## REQUIRED ACTIONS:
(1) In the broadcast transcript, please write out again the passage beginning with the words "Mr. BHALLA: We" and ending with "after may be us.", swapping "beliefs" for "convictions".
(2) Name every person the broadcast transcript mentions by name.

## DOCUMENT SECTION:
Mr. BHALLA: We feel that, in a sense, we're being discriminated against for our beliefs, and we feel that that's not the American way.

Prof. SHIRLEY: We have to be willing to defend positions that we do not hold, in fact, that we might actually be opposed to, because if we don't, the next person they come after may be us.

CURRIE: Ethical Culture could, in effect, circumvent Texas politics by applying to the U.S. Internal Revenue Service as a non-profit organization. But members feel that would be avoiding the key issue, whether living a life of ethics with or without God qualifies as a religion in the Lone Star State. For RELIGION & ETHICS NEWSWEEKLY, I'm Bob Currie in Austin.

* * * * * * * * * * * * * * * * * * * * * * * * * * * * * * * * * * *

BOB ABERNETHY: New developments this week in mainline churches' divisive struggle over

homosexuality. A court of the Presbyterian Church USA found a Connecticut congregation not guilty of breaking church law by installing a gay man as an elder. The denomination does not consider gay sexual orientation a sin, but does condemn homosexual practice. The elder had refused to answer specific questions about his sexual activities.

## GIVEN DATA:
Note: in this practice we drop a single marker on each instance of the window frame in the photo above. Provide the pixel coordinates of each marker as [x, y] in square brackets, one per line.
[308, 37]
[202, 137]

## SOLUTION SET:
(1)
Mr. BHALLA: We feel that, in a sense, we're being discriminated against for our convictions, and we feel that that's not the American way.

Prof. SHIRLEY: We have to be willing to defend positions that we do not hold, in fact, that we might actually be opposed to, because if we don't, the next person they come after may be us.

(2)
- Mr. Bhalla
- Prof. Shirley
- Bob Currie
- Bob Abernethy